### [Problem details]
Of the lines below, write out exactly those from the line with "of the water" through the line with "of the young", both included, and skip the rest.

*** Records ***

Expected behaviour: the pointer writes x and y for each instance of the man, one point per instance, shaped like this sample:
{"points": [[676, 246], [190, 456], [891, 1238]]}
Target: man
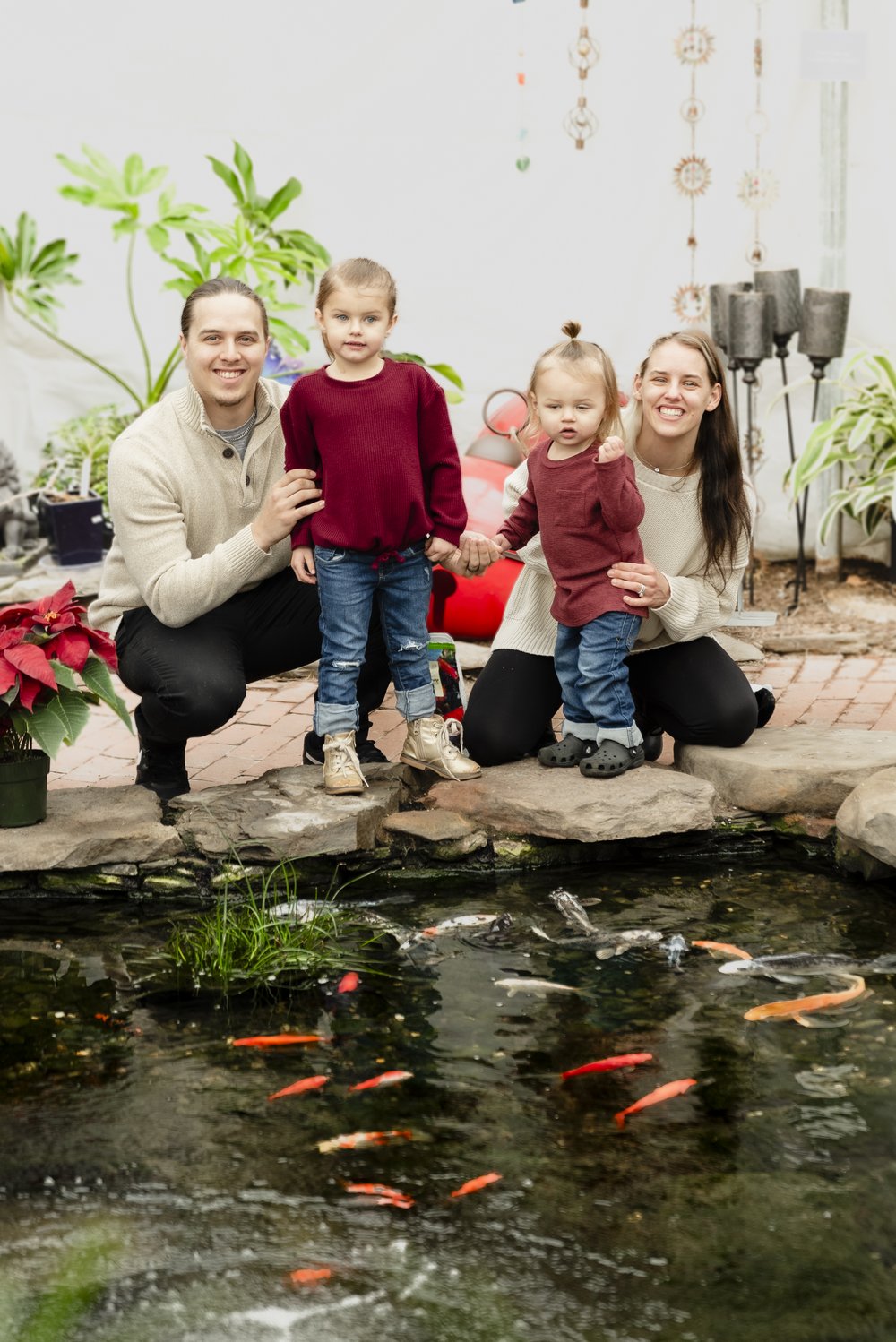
{"points": [[197, 588]]}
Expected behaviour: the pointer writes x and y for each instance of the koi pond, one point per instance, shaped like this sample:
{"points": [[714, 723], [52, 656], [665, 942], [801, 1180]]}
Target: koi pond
{"points": [[151, 1189]]}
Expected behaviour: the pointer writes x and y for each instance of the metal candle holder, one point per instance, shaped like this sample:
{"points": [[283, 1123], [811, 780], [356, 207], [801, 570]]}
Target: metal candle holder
{"points": [[823, 331], [719, 321], [784, 288]]}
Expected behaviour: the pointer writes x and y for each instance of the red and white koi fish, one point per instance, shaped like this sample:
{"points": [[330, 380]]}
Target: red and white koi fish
{"points": [[272, 1040], [799, 1007], [310, 1275], [472, 1185], [381, 1194], [299, 1088], [358, 1141], [607, 1064], [723, 948], [656, 1097], [383, 1080]]}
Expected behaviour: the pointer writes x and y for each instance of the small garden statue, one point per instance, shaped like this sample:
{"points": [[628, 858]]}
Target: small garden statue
{"points": [[18, 523]]}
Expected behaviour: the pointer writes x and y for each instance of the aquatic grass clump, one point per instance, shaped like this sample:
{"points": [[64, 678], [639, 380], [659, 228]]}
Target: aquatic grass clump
{"points": [[250, 940]]}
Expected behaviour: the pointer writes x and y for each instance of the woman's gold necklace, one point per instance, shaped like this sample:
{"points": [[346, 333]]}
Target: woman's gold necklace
{"points": [[666, 470]]}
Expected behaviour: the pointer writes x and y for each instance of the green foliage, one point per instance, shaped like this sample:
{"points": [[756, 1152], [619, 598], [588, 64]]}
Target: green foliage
{"points": [[860, 436], [77, 454], [253, 245], [239, 945]]}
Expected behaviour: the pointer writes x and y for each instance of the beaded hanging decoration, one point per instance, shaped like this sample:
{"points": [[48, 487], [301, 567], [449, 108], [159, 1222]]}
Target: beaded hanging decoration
{"points": [[758, 188], [580, 121], [693, 175], [522, 131]]}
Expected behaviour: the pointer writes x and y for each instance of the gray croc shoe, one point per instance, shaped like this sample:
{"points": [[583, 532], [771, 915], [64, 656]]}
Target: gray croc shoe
{"points": [[610, 759], [564, 753]]}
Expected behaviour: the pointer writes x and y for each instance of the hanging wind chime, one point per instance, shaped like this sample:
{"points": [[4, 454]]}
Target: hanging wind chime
{"points": [[694, 46], [758, 188], [522, 132], [580, 121]]}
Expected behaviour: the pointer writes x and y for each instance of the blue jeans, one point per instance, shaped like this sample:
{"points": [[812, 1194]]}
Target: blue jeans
{"points": [[590, 667], [346, 584]]}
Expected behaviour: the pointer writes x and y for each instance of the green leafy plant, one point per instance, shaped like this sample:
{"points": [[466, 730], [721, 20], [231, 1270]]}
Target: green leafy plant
{"points": [[240, 943], [860, 436], [77, 454], [254, 245], [53, 667]]}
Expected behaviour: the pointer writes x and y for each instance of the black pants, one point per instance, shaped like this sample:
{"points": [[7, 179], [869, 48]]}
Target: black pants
{"points": [[194, 679], [691, 690]]}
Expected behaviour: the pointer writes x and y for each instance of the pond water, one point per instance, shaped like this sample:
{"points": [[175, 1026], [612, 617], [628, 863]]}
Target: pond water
{"points": [[142, 1150]]}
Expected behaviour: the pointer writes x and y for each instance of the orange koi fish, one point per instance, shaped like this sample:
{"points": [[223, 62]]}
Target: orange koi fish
{"points": [[798, 1007], [472, 1185], [607, 1064], [358, 1141], [272, 1040], [656, 1097], [725, 946], [383, 1080], [299, 1088], [381, 1193], [310, 1275]]}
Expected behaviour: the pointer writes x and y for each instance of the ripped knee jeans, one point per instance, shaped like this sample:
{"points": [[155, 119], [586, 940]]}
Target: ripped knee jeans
{"points": [[348, 584]]}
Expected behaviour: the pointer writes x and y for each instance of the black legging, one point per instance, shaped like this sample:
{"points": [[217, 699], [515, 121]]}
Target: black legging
{"points": [[691, 690], [194, 679]]}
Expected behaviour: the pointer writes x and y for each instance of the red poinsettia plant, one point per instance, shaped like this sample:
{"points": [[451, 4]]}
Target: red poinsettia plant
{"points": [[53, 667]]}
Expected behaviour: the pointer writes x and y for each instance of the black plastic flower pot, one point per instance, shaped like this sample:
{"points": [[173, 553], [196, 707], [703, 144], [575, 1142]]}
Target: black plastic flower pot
{"points": [[23, 789], [74, 528]]}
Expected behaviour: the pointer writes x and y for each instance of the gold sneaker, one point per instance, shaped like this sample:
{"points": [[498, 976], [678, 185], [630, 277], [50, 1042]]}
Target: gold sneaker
{"points": [[429, 746], [340, 768]]}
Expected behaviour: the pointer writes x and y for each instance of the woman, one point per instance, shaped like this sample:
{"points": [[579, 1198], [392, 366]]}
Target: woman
{"points": [[696, 542]]}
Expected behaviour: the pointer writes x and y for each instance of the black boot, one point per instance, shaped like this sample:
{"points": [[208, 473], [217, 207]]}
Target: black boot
{"points": [[161, 767]]}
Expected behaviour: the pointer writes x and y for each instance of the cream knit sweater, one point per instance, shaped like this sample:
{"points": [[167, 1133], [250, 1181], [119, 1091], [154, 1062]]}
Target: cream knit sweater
{"points": [[181, 503], [672, 538]]}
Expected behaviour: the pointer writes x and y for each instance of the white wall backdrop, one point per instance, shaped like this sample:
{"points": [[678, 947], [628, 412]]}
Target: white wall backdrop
{"points": [[401, 120]]}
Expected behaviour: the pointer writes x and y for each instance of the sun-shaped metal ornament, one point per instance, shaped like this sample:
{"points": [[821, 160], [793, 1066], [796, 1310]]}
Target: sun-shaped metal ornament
{"points": [[690, 302], [758, 189], [693, 175], [694, 46]]}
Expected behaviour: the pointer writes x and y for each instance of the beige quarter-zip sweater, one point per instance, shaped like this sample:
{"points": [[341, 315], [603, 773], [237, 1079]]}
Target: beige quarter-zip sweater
{"points": [[181, 504]]}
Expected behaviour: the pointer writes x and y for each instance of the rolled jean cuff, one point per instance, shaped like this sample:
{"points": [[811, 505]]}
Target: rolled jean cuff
{"points": [[336, 717], [581, 730], [624, 736], [416, 703]]}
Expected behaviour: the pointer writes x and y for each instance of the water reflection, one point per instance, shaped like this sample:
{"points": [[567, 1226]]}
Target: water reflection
{"points": [[755, 1205]]}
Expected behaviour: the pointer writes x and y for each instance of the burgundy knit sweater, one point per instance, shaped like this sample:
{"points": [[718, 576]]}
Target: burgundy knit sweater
{"points": [[588, 514], [385, 460]]}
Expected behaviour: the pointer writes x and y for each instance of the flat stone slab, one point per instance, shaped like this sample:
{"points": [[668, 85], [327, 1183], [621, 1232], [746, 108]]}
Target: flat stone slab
{"points": [[286, 813], [431, 826], [91, 829], [791, 770], [866, 819], [526, 799]]}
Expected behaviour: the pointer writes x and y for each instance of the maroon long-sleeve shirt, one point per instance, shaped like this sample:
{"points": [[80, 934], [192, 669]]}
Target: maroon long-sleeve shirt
{"points": [[588, 512], [383, 455]]}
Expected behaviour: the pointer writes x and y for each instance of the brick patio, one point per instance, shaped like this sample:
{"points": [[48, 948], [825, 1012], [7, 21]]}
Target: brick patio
{"points": [[269, 729]]}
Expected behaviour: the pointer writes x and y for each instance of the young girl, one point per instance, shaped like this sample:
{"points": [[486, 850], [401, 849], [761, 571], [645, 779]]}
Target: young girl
{"points": [[583, 501], [378, 436]]}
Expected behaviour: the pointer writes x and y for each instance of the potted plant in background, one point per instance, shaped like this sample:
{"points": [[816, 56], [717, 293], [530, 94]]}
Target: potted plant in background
{"points": [[860, 439], [73, 495], [53, 668]]}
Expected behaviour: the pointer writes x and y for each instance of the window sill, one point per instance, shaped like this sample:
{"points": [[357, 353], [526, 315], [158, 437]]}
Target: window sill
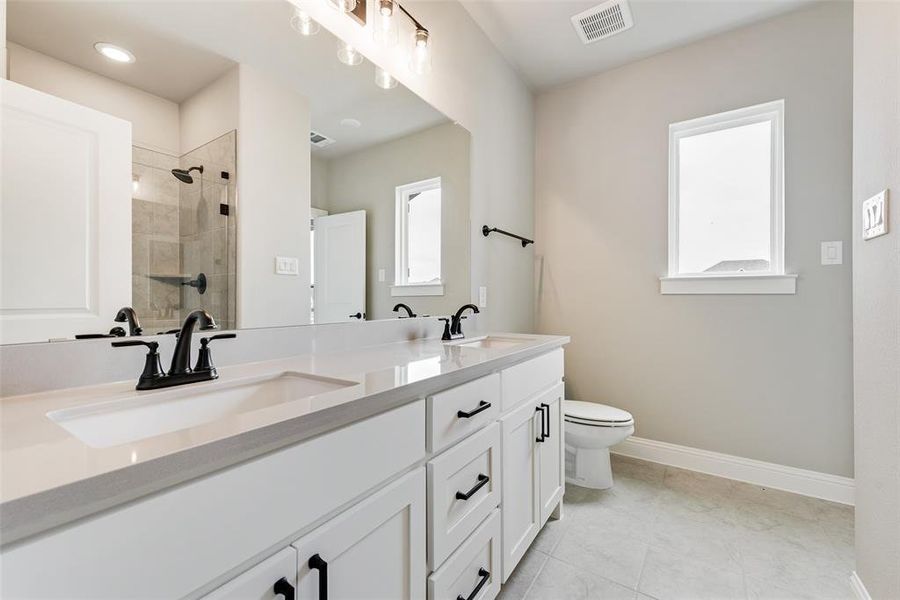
{"points": [[428, 289], [729, 284]]}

***

### [Worked solution]
Expected behaviour: the pointer writes x and y for each instance of the water reflection, one point per instance, shaped like this sample:
{"points": [[567, 1226]]}
Target: water reflection
{"points": [[755, 1205]]}
Expected behaviour: the pointer writes x and y for each instance of the burgundy knit sweater, one point per instance, shaped like this sample:
{"points": [[718, 576]]}
Target: burgundy knit sweater
{"points": [[588, 514], [385, 460]]}
Expected behaviour: the pointer writes x and y for each instance of the flat stone slab, one point per instance, shaped like this sample:
{"points": [[668, 85], [327, 1183], [621, 1232], [746, 108]]}
Target: flat stone slab
{"points": [[286, 813], [431, 826], [91, 829], [791, 770], [866, 819], [526, 799]]}
Expected behaviour: the pointer writes x and y for each instance of the maroon long-sleeve shirt, one point per instance, shaped like this sample:
{"points": [[80, 934], [192, 669]]}
Target: maroon long-sleeve shirt
{"points": [[588, 512], [383, 455]]}
Expected behaviour: the pointer writes x and y for each instance of the brick patio, one point per instance, shaped like this sample:
{"points": [[48, 948], [825, 1012], [7, 21]]}
Target: brick patio
{"points": [[269, 729]]}
Expected behaviour: the pointer writes x and y for each instance of the young girl, one point per instance, shaped like this sample:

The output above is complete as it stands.